>> start

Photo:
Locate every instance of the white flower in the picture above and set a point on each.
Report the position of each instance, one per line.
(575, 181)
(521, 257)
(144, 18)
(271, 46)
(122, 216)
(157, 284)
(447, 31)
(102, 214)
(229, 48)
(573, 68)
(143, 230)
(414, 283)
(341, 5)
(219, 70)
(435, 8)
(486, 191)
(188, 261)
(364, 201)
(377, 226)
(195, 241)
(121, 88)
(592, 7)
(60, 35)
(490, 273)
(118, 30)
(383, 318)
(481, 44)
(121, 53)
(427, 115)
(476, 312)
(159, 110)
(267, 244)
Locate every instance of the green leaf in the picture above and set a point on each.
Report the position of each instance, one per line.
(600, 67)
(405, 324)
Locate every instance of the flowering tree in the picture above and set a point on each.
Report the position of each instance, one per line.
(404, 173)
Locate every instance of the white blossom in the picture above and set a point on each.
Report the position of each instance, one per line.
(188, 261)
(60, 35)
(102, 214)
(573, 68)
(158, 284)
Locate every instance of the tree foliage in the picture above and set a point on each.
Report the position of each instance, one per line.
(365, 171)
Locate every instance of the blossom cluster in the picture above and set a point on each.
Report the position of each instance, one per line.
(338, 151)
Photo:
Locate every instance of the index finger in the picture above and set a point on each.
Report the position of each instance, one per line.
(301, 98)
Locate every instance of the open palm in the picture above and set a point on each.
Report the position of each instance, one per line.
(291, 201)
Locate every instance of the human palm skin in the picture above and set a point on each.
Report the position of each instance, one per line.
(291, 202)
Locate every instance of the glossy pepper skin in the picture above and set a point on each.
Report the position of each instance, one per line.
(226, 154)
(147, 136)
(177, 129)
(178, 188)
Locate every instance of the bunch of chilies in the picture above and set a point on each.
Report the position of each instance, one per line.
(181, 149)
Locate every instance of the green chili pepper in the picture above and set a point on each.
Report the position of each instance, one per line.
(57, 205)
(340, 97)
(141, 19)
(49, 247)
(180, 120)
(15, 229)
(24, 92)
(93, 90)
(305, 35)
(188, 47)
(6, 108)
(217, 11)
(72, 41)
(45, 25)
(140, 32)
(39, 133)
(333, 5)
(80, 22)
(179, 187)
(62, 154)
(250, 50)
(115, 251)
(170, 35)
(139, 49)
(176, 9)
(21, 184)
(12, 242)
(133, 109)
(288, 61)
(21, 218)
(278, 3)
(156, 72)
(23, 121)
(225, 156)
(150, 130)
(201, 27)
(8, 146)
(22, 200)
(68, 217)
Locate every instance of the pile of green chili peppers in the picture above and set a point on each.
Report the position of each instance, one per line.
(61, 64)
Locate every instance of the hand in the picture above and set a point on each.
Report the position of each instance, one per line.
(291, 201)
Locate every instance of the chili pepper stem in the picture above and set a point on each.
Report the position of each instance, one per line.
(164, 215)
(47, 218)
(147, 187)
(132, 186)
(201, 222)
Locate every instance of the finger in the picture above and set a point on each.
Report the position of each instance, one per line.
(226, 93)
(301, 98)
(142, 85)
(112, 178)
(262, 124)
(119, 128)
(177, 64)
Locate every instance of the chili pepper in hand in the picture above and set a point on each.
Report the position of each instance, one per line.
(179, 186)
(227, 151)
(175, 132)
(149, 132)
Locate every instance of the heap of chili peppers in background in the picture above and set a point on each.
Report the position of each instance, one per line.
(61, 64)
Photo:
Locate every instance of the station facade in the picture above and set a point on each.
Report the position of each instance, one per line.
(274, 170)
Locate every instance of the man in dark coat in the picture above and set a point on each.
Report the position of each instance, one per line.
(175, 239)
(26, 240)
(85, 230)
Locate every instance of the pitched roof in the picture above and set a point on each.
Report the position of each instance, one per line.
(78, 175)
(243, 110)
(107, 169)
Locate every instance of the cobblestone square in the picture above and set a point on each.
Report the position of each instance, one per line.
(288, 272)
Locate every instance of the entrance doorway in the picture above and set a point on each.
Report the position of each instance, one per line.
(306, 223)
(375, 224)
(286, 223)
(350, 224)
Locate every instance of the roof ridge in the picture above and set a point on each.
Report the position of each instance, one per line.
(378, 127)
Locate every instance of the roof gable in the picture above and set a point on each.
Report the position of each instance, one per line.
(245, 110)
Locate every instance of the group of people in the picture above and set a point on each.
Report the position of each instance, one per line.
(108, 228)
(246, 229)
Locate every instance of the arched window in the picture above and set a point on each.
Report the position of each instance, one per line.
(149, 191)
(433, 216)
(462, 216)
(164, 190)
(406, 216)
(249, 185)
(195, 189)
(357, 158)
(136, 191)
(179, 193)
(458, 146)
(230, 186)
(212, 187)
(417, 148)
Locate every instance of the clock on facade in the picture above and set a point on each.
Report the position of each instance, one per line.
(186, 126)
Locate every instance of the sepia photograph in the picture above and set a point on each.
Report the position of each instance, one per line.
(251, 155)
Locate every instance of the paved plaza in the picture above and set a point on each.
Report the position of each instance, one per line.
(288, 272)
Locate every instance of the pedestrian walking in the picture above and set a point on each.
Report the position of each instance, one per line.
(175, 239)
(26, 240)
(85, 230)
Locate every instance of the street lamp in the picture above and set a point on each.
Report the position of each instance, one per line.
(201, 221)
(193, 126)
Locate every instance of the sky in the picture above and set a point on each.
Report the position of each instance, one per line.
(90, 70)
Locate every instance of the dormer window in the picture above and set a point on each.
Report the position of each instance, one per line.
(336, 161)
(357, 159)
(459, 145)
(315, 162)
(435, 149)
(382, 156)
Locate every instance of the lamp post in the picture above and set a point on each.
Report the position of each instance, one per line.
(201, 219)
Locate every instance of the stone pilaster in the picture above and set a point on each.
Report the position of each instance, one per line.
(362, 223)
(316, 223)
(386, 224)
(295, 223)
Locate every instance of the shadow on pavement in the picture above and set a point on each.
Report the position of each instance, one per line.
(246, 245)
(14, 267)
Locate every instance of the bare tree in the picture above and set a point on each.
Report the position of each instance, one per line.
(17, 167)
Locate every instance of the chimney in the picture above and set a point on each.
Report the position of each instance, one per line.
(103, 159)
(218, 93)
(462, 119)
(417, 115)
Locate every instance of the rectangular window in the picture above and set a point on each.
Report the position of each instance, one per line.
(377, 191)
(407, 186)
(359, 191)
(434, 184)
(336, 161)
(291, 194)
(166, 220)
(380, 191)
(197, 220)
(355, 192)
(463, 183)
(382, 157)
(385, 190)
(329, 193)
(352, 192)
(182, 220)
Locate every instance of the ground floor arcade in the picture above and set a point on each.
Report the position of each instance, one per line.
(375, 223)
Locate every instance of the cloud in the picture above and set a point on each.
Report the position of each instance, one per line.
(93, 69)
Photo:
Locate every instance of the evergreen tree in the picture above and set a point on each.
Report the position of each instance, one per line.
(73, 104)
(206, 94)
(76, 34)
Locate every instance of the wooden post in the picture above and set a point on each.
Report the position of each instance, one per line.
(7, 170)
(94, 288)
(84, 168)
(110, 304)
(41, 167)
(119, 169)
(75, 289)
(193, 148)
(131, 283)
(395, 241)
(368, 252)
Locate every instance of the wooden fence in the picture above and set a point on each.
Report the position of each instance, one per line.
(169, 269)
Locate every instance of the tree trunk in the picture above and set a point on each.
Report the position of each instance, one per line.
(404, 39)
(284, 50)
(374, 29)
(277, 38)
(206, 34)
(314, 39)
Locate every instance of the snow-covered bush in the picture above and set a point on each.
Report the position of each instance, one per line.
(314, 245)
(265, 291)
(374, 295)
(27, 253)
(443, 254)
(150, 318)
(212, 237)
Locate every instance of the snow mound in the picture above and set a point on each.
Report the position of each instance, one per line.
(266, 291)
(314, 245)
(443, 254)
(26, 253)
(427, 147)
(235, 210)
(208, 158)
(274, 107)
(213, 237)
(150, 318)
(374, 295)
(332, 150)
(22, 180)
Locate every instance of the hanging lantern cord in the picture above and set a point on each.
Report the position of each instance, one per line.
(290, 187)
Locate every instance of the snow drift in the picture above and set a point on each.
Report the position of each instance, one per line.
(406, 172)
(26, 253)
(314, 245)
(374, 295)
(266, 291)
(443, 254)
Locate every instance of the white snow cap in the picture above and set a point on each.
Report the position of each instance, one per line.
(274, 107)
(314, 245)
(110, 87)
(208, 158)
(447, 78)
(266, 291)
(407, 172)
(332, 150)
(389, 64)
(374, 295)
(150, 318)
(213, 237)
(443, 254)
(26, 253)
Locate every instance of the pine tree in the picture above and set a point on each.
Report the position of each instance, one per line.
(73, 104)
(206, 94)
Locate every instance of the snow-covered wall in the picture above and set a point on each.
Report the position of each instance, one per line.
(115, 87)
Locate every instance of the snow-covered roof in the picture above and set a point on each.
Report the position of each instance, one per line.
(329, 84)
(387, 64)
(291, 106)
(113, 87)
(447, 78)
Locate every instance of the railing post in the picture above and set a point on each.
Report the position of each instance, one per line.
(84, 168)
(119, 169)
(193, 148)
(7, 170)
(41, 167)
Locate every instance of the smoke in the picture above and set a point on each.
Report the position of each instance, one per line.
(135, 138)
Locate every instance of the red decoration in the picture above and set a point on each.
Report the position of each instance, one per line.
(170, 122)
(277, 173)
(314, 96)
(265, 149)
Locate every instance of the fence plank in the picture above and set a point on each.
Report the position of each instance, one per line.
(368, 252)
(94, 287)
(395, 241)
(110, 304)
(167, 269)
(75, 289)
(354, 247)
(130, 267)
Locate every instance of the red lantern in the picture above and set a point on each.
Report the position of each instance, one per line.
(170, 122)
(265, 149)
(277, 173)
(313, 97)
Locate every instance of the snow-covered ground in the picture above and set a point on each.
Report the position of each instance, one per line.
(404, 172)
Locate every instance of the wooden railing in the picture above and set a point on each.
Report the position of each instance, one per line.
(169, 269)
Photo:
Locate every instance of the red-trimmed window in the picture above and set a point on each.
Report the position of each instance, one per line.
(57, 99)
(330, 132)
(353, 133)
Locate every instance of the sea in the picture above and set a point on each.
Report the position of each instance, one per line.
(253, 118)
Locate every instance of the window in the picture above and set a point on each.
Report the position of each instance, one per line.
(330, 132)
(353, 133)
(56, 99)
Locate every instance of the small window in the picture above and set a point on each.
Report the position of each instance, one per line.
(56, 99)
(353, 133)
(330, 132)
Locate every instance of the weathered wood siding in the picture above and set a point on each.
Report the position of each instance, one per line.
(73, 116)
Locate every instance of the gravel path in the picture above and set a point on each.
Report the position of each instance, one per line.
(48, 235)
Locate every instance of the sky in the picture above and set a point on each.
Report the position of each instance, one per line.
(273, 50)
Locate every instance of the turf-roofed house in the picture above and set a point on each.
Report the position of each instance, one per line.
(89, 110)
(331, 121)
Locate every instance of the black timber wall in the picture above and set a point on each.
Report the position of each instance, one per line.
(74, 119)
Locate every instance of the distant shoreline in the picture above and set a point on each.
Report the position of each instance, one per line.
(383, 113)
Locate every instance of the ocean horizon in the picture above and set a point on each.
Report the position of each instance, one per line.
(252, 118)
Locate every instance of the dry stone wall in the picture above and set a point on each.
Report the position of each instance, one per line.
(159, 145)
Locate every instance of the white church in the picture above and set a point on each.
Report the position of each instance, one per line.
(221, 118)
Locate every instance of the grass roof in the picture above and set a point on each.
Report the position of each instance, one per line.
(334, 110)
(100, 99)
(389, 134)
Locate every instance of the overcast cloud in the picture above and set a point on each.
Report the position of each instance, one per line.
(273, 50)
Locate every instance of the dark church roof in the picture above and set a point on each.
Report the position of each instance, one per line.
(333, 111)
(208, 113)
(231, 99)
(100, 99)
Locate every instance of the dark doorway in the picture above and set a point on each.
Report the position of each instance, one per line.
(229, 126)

>> end

§ **SHORT TASK**:
The required output is the exact sequence of lines from the one containing "Locate every instance of the dry" through the end of the listing, both endpoints included.

§ **SOLUTION TO THIS TASK**:
Locate every instance of the dry stone wall in the picture above and set a point on each.
Report the position of each instance, one per line.
(159, 145)
Locate every instance of the white church in the picture above and set a point on each.
Report the position of each instance, one per line.
(221, 118)
Locate every instance of the grass roof in the picture above and set a point on each.
Report the position of each instance, one per line.
(334, 110)
(100, 99)
(389, 134)
Locate every instance of the overcast cloud in the picture above and set a point on each.
Report the position of each instance, one per line.
(273, 50)
Locate every instance of the dark church roof in the picture above and set a point on each.
Report the position of each instance, one per line.
(333, 111)
(208, 113)
(231, 99)
(100, 99)
Locate every instance of the dark doorway in the picture above and set a point on each.
Report the position of each instance, one per line.
(229, 126)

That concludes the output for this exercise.